■ Your objective: Write out the part of the article on immigration coverage that starts at "For many Americans, the" and ends at "and crime statistics.", word for word.

**** Passage provided

Immigration Coverage Ignores Racialized History
October 10, 2014
In the time since August, when 18-year-old Michael Brown joined the rapidly growing ranks of Black men unlawfully killed by police, several long-overdue discussion topics have graced the media’s spotlight: police brutality, institutional diversity and representation, officer accountability and, above all, the prevalence of systemic racism in 21st-century America. When a disturbingly similar shooting in nearby St. Louis took the life of Vonderrit Myers on Wednesday, many news outlets were quick off the mark in continuing these crucial conversations. Yet the mainstream media has largely failed to extend these analytical frameworks to another primetime news context where they’re no less necessary: immigration reform.
For many Americans, the term “immigration” likely conjures up images of unaccompanied, dark-skinned children flooding en masse over the United States’ southern border; these racialized scenes are the ones the media has planted in the public imagination. Accompanying these televised images, beneath crisis-professing headlines and security-oriented narration, are depictions of lighter-skinned Border Patrol agents and detention center administrators presiding over — and speaking to cameras on behalf of — visibly helpless Latinx children. Policy experts, almost all of them white, give interviews rationalizing deportation by discussing it in dehumanizing terms of accommodation shortages, disease threats, drug trafficking and crime statistics.
This is the immigration at the heart of public discourse. However, while it’s true that tens of thousands of unaccompanied minors have crossed the border in the past year, this is by no means the only form of immigration occurring in the United States. Census data indicate that only around half of America’s foreign-born population migrated from Latin American countries, including South American and Caribbean nations, with the remainder coming from elsewhere in the world.

********
**** Records provided

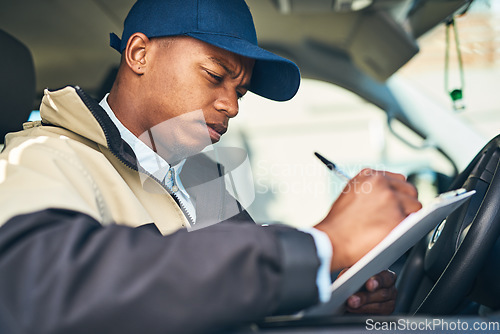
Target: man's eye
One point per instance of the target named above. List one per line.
(214, 76)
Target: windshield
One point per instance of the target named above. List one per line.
(281, 138)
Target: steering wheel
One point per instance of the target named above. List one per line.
(441, 269)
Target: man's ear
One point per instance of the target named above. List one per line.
(135, 53)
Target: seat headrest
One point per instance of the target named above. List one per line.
(17, 84)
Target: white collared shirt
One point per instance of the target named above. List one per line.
(153, 163)
(169, 175)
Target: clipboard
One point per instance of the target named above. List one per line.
(392, 247)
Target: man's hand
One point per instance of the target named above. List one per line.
(378, 296)
(370, 206)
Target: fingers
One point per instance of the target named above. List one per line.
(384, 279)
(379, 308)
(398, 190)
(379, 297)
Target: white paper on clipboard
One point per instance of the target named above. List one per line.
(395, 244)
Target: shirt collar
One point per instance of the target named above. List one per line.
(146, 157)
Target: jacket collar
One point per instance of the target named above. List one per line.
(71, 108)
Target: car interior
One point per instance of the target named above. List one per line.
(357, 45)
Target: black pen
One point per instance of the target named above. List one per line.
(331, 166)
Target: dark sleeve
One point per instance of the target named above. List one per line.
(62, 272)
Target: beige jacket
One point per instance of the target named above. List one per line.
(69, 164)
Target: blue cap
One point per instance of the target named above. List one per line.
(227, 24)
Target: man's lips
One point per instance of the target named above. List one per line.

********

■ Response below:
For many Americans, the term “immigration” likely conjures up images of unaccompanied, dark-skinned children flooding en masse over the United States’ southern border; these racialized scenes are the ones the media has planted in the public imagination. Accompanying these televised images, beneath crisis-professing headlines and security-oriented narration, are depictions of lighter-skinned Border Patrol agents and detention center administrators presiding over — and speaking to cameras on behalf of — visibly helpless Latinx children. Policy experts, almost all of them white, give interviews rationalizing deportation by discussing it in dehumanizing terms of accommodation shortages, disease threats, drug trafficking and crime statistics.